--- Begin Records ---

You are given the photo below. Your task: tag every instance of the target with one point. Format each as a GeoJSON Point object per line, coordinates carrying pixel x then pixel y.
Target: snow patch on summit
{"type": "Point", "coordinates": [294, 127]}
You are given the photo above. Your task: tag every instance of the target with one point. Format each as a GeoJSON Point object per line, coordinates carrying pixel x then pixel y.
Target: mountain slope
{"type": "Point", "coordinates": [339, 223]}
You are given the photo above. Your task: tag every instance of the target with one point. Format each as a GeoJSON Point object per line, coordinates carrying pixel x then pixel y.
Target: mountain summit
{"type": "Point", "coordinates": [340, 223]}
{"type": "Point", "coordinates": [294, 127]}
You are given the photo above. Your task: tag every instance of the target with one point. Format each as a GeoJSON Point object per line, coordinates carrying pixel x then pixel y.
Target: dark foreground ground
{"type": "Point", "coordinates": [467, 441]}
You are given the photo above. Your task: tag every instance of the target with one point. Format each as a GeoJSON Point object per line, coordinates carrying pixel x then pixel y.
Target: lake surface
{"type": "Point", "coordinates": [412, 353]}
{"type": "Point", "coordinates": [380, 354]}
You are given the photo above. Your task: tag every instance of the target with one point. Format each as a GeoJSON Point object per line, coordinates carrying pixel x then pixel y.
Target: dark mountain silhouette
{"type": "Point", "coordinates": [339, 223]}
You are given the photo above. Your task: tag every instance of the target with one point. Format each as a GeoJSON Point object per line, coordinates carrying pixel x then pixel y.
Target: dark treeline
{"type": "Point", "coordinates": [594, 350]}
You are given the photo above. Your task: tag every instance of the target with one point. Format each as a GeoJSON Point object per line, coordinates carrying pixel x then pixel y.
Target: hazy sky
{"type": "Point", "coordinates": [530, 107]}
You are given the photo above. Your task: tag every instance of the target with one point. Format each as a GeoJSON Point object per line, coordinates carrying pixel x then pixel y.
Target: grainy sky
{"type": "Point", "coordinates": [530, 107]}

--- End Records ---

Problem:
Could you transcribe the records in full, exactly?

Answer:
You are given the photo below. Your task: tag every instance of the target with one point. Format each as a GeoJSON Point object per line, coordinates carrying pixel x then pixel y.
Target: snow patch on summit
{"type": "Point", "coordinates": [294, 127]}
You are given the photo above. Your task: tag every instance of the target with one point. Format each as a GeoJSON Point object per line, coordinates carrying pixel x then pixel y.
Target: mountain slope
{"type": "Point", "coordinates": [339, 223]}
You are given the photo above. Your task: tag every instance of the target with one point. Format each as a GeoJSON Point object per line, coordinates carrying pixel x then pixel y.
Target: mountain summit
{"type": "Point", "coordinates": [340, 223]}
{"type": "Point", "coordinates": [294, 127]}
You are given the photo above. Your task: tag every instance of the target with one point. Format each as a GeoJSON Point object per line, coordinates carrying pixel x then pixel y.
Target: dark foreground ground
{"type": "Point", "coordinates": [467, 441]}
You are given the photo above. Your task: tag every instance of the target with one point. Format each as a GeoJSON Point object per line, coordinates carrying pixel x then pixel y.
Target: lake surface
{"type": "Point", "coordinates": [412, 353]}
{"type": "Point", "coordinates": [380, 354]}
You are given the photo above. Your task: tag every instance of the target with one point. Format each as a GeoJSON Point object per line, coordinates carrying pixel x then pixel y.
Target: dark mountain silhouette
{"type": "Point", "coordinates": [339, 223]}
You are given the photo above. Your task: tag every instance of the target with one point. Format each as a GeoJSON Point object per line, coordinates carrying pixel x then pixel y.
Target: dark treeline
{"type": "Point", "coordinates": [594, 350]}
You are given the photo above. Your task: tag every instance of the target with one point. Format each as a GeoJSON Point object per line, coordinates carrying pixel x then pixel y.
Target: hazy sky
{"type": "Point", "coordinates": [530, 107]}
You are given the photo above. Your task: tag every instance of the target with one point. Format each as a GeoJSON Point object per line, coordinates carrying pixel x then pixel y.
Target: grainy sky
{"type": "Point", "coordinates": [530, 107]}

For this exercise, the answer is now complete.